— BEGIN AVAILABLE RECORDS —
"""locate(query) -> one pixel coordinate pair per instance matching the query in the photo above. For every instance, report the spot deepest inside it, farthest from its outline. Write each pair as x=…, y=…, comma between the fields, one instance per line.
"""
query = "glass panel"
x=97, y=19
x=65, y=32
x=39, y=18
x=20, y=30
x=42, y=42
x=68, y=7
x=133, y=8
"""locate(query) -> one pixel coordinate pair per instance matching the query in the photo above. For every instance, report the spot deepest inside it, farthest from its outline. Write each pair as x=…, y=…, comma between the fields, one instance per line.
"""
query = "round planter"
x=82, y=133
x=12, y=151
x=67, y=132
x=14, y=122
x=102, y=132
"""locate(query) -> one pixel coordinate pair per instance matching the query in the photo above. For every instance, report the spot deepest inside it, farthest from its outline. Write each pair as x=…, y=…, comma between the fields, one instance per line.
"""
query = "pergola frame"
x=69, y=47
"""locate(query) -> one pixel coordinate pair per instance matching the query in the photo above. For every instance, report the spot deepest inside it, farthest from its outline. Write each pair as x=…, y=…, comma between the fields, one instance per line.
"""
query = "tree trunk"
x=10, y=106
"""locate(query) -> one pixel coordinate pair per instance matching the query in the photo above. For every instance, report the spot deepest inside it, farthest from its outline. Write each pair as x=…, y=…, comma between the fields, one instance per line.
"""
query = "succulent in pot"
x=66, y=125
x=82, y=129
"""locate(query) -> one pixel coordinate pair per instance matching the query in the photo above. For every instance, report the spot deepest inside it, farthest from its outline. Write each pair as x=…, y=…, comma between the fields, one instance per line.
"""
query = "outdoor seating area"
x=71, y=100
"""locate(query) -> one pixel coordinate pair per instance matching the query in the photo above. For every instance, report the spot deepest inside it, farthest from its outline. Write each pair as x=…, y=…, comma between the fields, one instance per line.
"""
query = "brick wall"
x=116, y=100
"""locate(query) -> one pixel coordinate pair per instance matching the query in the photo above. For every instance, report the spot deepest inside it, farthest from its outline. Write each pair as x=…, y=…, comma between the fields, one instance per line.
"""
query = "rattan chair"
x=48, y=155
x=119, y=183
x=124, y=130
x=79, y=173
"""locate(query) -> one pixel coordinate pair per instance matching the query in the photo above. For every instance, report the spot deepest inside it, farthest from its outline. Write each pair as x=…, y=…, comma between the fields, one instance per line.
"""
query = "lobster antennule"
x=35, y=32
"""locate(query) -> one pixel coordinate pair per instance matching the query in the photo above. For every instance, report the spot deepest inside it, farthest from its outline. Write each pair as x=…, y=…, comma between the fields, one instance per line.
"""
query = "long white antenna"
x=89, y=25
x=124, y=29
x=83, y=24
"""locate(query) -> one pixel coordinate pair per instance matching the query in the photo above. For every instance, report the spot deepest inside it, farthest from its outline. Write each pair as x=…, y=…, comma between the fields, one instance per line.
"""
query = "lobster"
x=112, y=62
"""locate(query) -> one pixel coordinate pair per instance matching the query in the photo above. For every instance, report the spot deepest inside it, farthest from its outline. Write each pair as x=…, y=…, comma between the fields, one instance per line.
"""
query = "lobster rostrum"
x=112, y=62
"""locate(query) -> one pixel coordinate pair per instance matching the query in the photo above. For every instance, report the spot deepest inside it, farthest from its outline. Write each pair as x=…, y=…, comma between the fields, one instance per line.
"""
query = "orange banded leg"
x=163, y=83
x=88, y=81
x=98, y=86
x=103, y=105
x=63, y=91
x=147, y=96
— END AVAILABLE RECORDS —
Can you restate every record above word for word?

### PROBLEM SOLUTION
"""locate(query) -> one pixel coordinate pair per instance matching the query in the photo above. For every instance, report the spot deepest inside it, farthest from its outline. Write each pair as x=…, y=…, comma between the fields, one instance per line.
"""
query = "glass panel"
x=97, y=19
x=65, y=32
x=39, y=18
x=20, y=30
x=42, y=42
x=68, y=7
x=133, y=8
"""locate(query) -> one pixel coordinate pair per instance matching the query in the photo above. For every instance, report the spot deepest inside it, farthest from its outline. Write each pair as x=…, y=…, comma between the fields, one instance per line.
"""
query = "round planter"
x=82, y=133
x=12, y=151
x=67, y=132
x=14, y=122
x=102, y=132
"""locate(query) -> one pixel coordinate pair per instance matching the query in the photo above. For every instance, report the spot deepest inside it, farthest from its outline. Write each pair as x=…, y=…, comma between the fields, one instance per line.
"""
query = "pergola frame"
x=69, y=47
"""locate(query) -> one pixel coordinate pair per instance matching the query in the photo above. For every instance, report the spot deepest inside it, farthest from its outline. Write each pair as x=…, y=…, comma between the fields, one instance per line.
"""
query = "tree trunk"
x=10, y=106
"""locate(query) -> one pixel coordinate pair per instance matching the query in the photo above. For every instance, report the spot deepest inside it, farthest from its outline. Write each pair as x=…, y=…, comma between the fields, one instance per line.
"""
query = "succulent in pot"
x=66, y=125
x=82, y=129
"""locate(query) -> one pixel coordinate pair per instance matching the query in the photo above. For every instance, report the spot deepest inside it, farthest from its outline. Write each pair as x=…, y=…, comma between the fields, one instance per line.
"""
query = "outdoor seating area"
x=71, y=100
"""locate(query) -> one pixel coordinate pair per instance matching the query in the photo above. For every instance, report the spot deepest inside it, farthest from its outline. Write each pair as x=…, y=…, comma between the fields, one instance per line.
"""
query = "brick wall"
x=116, y=100
"""locate(query) -> one pixel coordinate pair per instance matching the query in the photo above. For every instance, report the spot deepest inside it, farthest from its outline. Write each pair as x=…, y=…, comma between the fields, one instance per line.
"""
query = "rattan chair"
x=48, y=155
x=119, y=183
x=124, y=130
x=79, y=173
"""locate(query) -> one pixel coordinate pair per instance matching the query in the photo above. For every instance, report the spot deepest inside it, farthest from its outline. Write each pair as x=…, y=…, comma between the fields, one instance per line.
"""
query = "lobster antennule"
x=35, y=32
"""locate(query) -> one pixel coordinate pair per instance matching the query in the photo above. For every instance, report the spot deepest inside it, farthest from its outline. Write each pair as x=…, y=…, comma between the fields, one instance per line.
"""
query = "long white antenna"
x=89, y=25
x=124, y=29
x=83, y=24
"""locate(query) -> one pixel coordinate pair per instance matching the query in the photo above. For every instance, report the spot deepest inside it, farthest from its outline. Write each pair as x=…, y=…, comma between the fields, one instance per line.
"""
query = "lobster"
x=112, y=62
"""locate(query) -> one pixel coordinate pair per instance matching the query in the photo above. For every instance, report the spot deepest inside it, farthest from its outline. Write each pair as x=…, y=…, comma between the fields, one instance per line.
"""
query = "lobster rostrum"
x=112, y=62
"""locate(query) -> one pixel coordinate pair per instance matching the query in the photo above. For every instance, report the spot deepest inside it, farthest from its outline. Write each pair as x=…, y=…, comma between the fields, one instance per line.
"""
query = "orange banded leg"
x=163, y=83
x=88, y=81
x=98, y=86
x=103, y=105
x=63, y=91
x=147, y=96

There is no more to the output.